**PASSAGE**
+ + +
Have Friends That Are New To Twitter? Five Tips To Help Them Hit The Ground Running

Remember the first day you signed up to Twitter? It was new and a little strange, and may have become overwhelming. Conversely, when you don’t know what you should be doing, all that hype can actually have the opposite effect – Twitter felt like a bit of a disappointment. What’s the point?

Because you persisted, eventually the penny dropped, and Twitter suddenly seemed a place of enormous opportunity. You started to recommend the service to your friends, and then watched the process repeat itself through their eyes.

  • “I don’t get it.”
  • “I have nothing to say.”
  • “Who are these people following me?”

Back in April, I wrote an article entitled, “10 Quick & Easy Ways To Maximise Your Twitter Experience“. The content is still surprisingly relevant but a lot has changed in the last 4-5 months and I felt it needed a bit of an update.

Here are five tips that I think all newcomers to Twitter should read and implement to help them get off to a good start.

1. Use Your Photo For Your Avatar

Twitter recently updated their default avatar, and while the new image is an improvement it still tells veterans of the service one of two things: you’re either a newbie, or (worse) a spammer.

Your choice of avatar is one of the most important decisions you will make. It’s the first thing most people see when deciding whether to follow you – hence, it should represent what your Twitter account represents. It should tell us a little bit about who you are.
+ + +
**DIRECTION A**
Copy the stretch of the listing from the line containing "Outline every instance of the damaged" through the end of the listing, swapping "rear door" for "back door" and leaving everything else unchanged.
The Twitter passage and the listing below it are unrelated to each other.

**MATERIAL SUPPLIED**
+ + +
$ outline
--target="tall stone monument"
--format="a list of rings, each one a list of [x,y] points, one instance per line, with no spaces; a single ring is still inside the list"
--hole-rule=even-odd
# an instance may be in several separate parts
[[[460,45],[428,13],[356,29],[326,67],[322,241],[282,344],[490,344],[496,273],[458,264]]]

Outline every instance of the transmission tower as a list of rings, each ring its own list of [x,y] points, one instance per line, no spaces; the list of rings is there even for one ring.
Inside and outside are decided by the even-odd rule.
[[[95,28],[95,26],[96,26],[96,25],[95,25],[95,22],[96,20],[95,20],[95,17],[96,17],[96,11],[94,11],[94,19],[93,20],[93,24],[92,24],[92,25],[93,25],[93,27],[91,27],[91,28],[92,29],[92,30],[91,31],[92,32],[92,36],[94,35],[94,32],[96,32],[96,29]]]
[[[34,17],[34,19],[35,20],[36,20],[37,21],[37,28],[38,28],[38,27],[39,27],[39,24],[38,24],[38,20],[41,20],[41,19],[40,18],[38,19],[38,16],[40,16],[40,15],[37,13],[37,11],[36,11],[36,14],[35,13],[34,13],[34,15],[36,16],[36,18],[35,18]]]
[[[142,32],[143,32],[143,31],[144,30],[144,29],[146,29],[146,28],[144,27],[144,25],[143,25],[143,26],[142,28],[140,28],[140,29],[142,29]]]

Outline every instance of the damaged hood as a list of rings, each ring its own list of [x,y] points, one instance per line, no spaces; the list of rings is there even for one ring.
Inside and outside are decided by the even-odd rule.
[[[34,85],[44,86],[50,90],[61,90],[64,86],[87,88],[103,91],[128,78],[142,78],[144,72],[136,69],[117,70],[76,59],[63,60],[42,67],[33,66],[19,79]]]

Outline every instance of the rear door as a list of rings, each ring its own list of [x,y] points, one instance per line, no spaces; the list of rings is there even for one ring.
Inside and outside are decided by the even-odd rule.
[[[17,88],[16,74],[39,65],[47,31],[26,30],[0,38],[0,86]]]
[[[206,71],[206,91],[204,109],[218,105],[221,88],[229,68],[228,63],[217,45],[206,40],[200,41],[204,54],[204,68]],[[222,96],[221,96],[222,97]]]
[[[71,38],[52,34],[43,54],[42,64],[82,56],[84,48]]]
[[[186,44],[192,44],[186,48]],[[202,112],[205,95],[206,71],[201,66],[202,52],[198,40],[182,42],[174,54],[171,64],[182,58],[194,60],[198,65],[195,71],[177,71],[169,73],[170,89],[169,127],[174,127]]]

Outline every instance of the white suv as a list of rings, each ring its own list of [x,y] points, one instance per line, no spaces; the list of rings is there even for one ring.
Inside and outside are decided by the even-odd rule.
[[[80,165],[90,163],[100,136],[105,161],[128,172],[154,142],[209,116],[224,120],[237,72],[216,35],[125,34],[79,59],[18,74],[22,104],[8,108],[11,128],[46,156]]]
+ + +
**DIRECTION B**
Continue the passage of tips for Twitter newcomers, picking up right after its last sentence.

**OUTPUT A**
Outline every instance of the damaged hood as a list of rings, each ring its own list of [x,y] points, one instance per line, no spaces; the list of rings is there even for one ring.
Inside and outside are decided by the even-odd rule.
[[[34,85],[44,86],[50,90],[61,90],[64,86],[87,88],[103,91],[128,78],[142,78],[144,72],[136,69],[117,70],[76,59],[63,60],[42,67],[33,66],[19,79]]]

Outline every instance of the back door as a list of rings, each ring its own list of [x,y] points, one instance per line, no spaces; the list of rings is there even for one ring.
Inside and outside are decided by the even-odd rule.
[[[17,88],[16,74],[39,65],[47,31],[26,30],[0,38],[0,86]]]
[[[206,71],[206,91],[204,109],[218,105],[221,88],[229,68],[228,63],[217,45],[206,40],[200,41],[204,54],[204,68]],[[222,96],[221,96],[222,97]]]
[[[71,38],[52,34],[43,54],[42,64],[82,56],[84,48]]]
[[[186,44],[192,44],[186,48]],[[202,112],[205,95],[206,71],[201,66],[202,52],[198,40],[182,42],[174,54],[171,64],[182,58],[194,60],[198,65],[195,71],[177,71],[169,73],[170,89],[169,127],[174,127]]]

Outline every instance of the white suv as a list of rings, each ring its own list of [x,y] points, one instance per line, no spaces; the list of rings is there even for one ring.
Inside and outside are decided by the even-odd rule.
[[[80,165],[90,163],[100,136],[105,161],[128,172],[154,142],[209,116],[224,120],[237,72],[216,35],[125,34],[79,59],[18,74],[22,104],[8,108],[11,128],[46,156]]]

**OUTPUT B**
Ideally, your avatar should be a recent photo of YOU. At a pinch, it can be your brand’s logo but if you’re the only person who will be using the account a photo is still better. It’s more personable and people will warm to you and become familiar with it.

A common mistake that many make is to follow similar practices used on bulletin boards and MSN and use a cartoon, a picture of a celebrity, or a character from a movie or TV show for their profile picture. Twitter isn’t a bulletin board, and it isn’t MSN. People like, and expect to see, your face. It makes you seem real.

Likewise, if you decide to go with a photo of you and your partner, you and your child(ren), or your entire family, expect people to be confused as to who exactly is writing the tweets. (Also, increasingly this is something that many spammers and mass-marketers do to make their accounts seem more legitimate and ‘safe’.)

Spend some time working on your photo. Upload a large image in as high a resolution as you can manage taken with a decent digital camera – go for a JPG or PNG over a GIF. Twitter allows up to 700KB and will shrink it down for you (the avatars in times are 73×73 pixels) but when somebody visits your profile page and clicks on your image it should get bigger, not stay the same size. Again, we want to see YOU. If your avatar stays small, it kind of feels like you’re hiding away. Moreover, many Twitter clients (i.e., TweetDeck) enlarge the avatar when somebody clicks on a profile, and a small, low-res image will display extremely pixelated.

Unless that’s specifically who you are or what you’re trying to promote, avoid ‘sexy’ photos. If you’re a man with his shirt off or a woman exposing a lot of cleavage, much as it may appeal to many on a base level, nobody is going to take the things you have to say seriously. This isn’t MySpace.

It’s okay to change your photo, but try not to do it too often – other users tend to see the image before the name, and you can get lost if you change your image too frequently.

(Read more: Only 5% Of Your Followers Don’t Care About Your Avatar.)

2. Complete Your Profile

Have Friends That Are New To Twitter? Five Tips To Help Them Hit The Ground Running

Blank, half-filled profiles on Twitter are a big no-no. Take the time to complete it.

  • If you’re an individual and want to be taken seriously, include your real name – not your nickname or an alias.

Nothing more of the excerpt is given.